DATA SECTION>
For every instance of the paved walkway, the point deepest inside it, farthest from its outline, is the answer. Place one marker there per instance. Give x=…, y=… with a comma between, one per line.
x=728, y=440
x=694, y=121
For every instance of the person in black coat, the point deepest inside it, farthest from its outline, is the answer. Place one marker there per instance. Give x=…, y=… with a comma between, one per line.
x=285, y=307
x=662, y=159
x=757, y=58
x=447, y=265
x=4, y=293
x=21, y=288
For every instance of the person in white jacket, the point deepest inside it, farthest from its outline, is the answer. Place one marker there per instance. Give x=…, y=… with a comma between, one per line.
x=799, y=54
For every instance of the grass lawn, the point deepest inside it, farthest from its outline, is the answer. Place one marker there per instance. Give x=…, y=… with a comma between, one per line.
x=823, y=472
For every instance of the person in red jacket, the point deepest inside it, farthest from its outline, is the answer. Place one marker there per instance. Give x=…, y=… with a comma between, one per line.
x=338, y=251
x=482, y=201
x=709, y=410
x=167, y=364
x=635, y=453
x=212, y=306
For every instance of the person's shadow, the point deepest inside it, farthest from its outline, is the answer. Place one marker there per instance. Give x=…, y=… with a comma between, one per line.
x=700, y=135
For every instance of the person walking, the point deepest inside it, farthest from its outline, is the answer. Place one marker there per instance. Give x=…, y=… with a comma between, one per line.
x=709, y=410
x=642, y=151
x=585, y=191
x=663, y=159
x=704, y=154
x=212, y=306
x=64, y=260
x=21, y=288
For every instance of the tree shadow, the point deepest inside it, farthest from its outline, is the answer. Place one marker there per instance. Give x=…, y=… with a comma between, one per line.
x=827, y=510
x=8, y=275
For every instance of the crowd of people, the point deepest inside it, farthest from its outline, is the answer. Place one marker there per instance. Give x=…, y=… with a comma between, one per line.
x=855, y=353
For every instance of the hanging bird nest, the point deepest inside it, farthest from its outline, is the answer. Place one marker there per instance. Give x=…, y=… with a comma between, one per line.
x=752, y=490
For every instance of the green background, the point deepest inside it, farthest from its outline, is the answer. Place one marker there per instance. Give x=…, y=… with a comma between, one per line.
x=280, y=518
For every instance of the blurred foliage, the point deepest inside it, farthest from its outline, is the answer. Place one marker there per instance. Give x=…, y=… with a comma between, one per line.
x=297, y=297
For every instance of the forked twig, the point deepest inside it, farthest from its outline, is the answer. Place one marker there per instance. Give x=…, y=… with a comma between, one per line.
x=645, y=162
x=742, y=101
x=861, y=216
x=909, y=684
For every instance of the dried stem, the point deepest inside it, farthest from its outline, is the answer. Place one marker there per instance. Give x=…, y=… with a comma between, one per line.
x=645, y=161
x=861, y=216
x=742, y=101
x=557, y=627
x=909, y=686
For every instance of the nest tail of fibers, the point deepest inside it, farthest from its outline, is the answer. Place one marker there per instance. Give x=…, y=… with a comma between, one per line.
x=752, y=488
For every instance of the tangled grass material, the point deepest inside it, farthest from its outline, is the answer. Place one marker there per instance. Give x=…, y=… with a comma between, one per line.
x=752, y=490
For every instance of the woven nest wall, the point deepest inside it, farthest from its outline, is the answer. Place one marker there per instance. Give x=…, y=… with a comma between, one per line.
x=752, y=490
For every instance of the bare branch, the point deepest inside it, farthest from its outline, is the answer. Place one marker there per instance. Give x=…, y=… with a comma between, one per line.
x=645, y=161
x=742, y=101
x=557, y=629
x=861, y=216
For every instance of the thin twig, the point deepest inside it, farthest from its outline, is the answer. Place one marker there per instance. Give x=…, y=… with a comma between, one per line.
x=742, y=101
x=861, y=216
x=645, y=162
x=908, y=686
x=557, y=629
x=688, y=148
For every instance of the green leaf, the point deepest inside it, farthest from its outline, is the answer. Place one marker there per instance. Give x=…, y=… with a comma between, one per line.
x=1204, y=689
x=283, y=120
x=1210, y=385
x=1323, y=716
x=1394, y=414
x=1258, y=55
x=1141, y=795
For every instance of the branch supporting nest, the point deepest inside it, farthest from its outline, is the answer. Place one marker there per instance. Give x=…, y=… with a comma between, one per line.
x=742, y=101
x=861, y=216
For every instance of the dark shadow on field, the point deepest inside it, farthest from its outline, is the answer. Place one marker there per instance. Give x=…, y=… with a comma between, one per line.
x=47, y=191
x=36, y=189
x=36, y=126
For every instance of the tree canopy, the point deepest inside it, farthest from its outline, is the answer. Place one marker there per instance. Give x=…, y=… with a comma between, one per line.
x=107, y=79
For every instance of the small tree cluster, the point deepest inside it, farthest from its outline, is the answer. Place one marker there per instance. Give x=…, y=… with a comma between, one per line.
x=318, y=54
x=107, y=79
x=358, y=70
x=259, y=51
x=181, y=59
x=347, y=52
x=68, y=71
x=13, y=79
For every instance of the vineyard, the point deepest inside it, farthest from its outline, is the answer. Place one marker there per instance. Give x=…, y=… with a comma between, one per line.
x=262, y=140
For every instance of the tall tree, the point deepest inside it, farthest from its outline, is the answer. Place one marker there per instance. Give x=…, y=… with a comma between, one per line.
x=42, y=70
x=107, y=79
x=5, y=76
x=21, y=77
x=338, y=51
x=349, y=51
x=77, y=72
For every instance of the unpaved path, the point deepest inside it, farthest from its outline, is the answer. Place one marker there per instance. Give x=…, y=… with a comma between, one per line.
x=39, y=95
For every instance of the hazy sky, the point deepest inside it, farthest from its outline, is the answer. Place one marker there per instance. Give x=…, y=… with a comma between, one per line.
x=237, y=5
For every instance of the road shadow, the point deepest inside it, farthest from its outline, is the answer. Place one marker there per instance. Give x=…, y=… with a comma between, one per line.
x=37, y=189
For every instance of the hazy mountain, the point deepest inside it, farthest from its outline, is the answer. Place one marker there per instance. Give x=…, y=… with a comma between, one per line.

DESCRIPTION OF THE TASK> Please transcribe the lines of the records between the line containing "For every instance of the person walking, the" and the line containing "x=280, y=518", inclusive.

EXPECTED ANSWER>
For every instance of the person walking, the point deepest inside it, farthest from its outline, is the answer. Place one marker there per instance. Give x=…, y=… with a comma between, one per line.
x=709, y=410
x=642, y=151
x=585, y=191
x=663, y=159
x=704, y=154
x=212, y=306
x=64, y=260
x=21, y=288
For every instance of the tree shadow, the point deepest inside it, farthest from its outline, is the answer. Place one marker there per instance. Give x=…, y=… with a comma between, one per line.
x=827, y=510
x=8, y=275
For every instance of the crowd of people, the point deepest inside it, farthest from its outline, is the answer. Place one marker there per instance. Give x=…, y=… with a comma between, one per line.
x=855, y=353
For every instance of the hanging bird nest, the point deepest inside it, farthest from its outline, is the answer. Place one marker there per instance. Give x=…, y=… with a comma between, one per line.
x=752, y=490
For every instance of the green background, the point deepest inside it, farthest from its outline, is the answer. Place one marker there per instance. Give x=…, y=… with a comma between, one per line.
x=280, y=518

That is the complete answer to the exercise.